# Job 1
Answer these from the conditional variance text, one answer per line, marked like the questions:
(a) What value does the text give for E(Y²|X=1.5)?
(b) What distribution does the text say Y follows given X=x?
(c) By averaging what does iteration find marginal means, according to the text?
** BEGIN Reading text **
Find \(Var(Y|X=1.5)\).

\[f_{Y|X}(y|x) = \frac{f(x,y)}{f_X(x)} = \frac{1/2}{x/2} = \frac{1}{x}, 0 \le y \le x\]

\[\Rightarrow Y|X=x \sim UNIF(0,x)\]

\[E(Y^2|X=1.5) = \int_0^{1.5}y^2\cdot \frac{1}{1.5} dy = 0.75\]

\[ \Rightarrow Var(Y) = E(Y^2|X=1.5) - E(Y|X=1.5)^2 = 0.75 - 0.75^2 = 0.1875\]

Or use uniform properties,

\[Var(UNIF(0,1.5)) = \frac{(1.5-0)^2}{12} = 0.1875\]

Marginal mean through iteration

  • Iteration provides a very useful way of finding marginal means by averaging conditional means.
** END Reading text **
# Job 2
Scale the stretch of records from the line containing "the ship mast" through the end of the records, and give only those lines. Copy every line as it stands, the requests included, but multiply each point coordinate in the answers by 1.55 and round it to a whole number, with halves rounded up.
** BEGIN Given entries **
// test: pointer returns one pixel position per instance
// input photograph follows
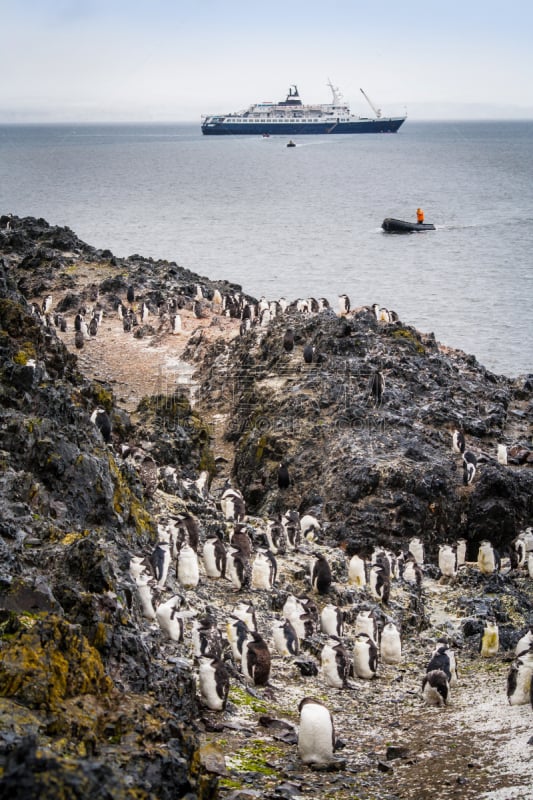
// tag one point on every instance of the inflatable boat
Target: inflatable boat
(391, 225)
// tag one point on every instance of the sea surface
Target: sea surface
(306, 221)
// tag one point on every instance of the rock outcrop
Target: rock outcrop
(95, 700)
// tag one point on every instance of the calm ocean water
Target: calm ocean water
(306, 221)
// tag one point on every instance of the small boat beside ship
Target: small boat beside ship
(291, 117)
(391, 225)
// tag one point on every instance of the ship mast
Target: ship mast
(377, 111)
(337, 96)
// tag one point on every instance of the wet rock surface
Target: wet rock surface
(95, 700)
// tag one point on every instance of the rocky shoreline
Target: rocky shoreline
(96, 700)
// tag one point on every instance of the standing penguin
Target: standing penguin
** END Given entries **
# Full solution 1
(a) 0.75
(b) UNIF(0,x), uniform from 0 to x
(c) Conditional means

# Full solution 2
// tag one point on every instance of the ship mast
Target: ship mast
(584, 172)
(522, 149)
// tag one point on every instance of the wet rock surface
Target: wet rock surface
(147, 1085)
// tag one point on every instance of the rocky shoreline
Target: rocky shoreline
(149, 1085)
// tag one point on every instance of the standing penguin
Target: standing penguin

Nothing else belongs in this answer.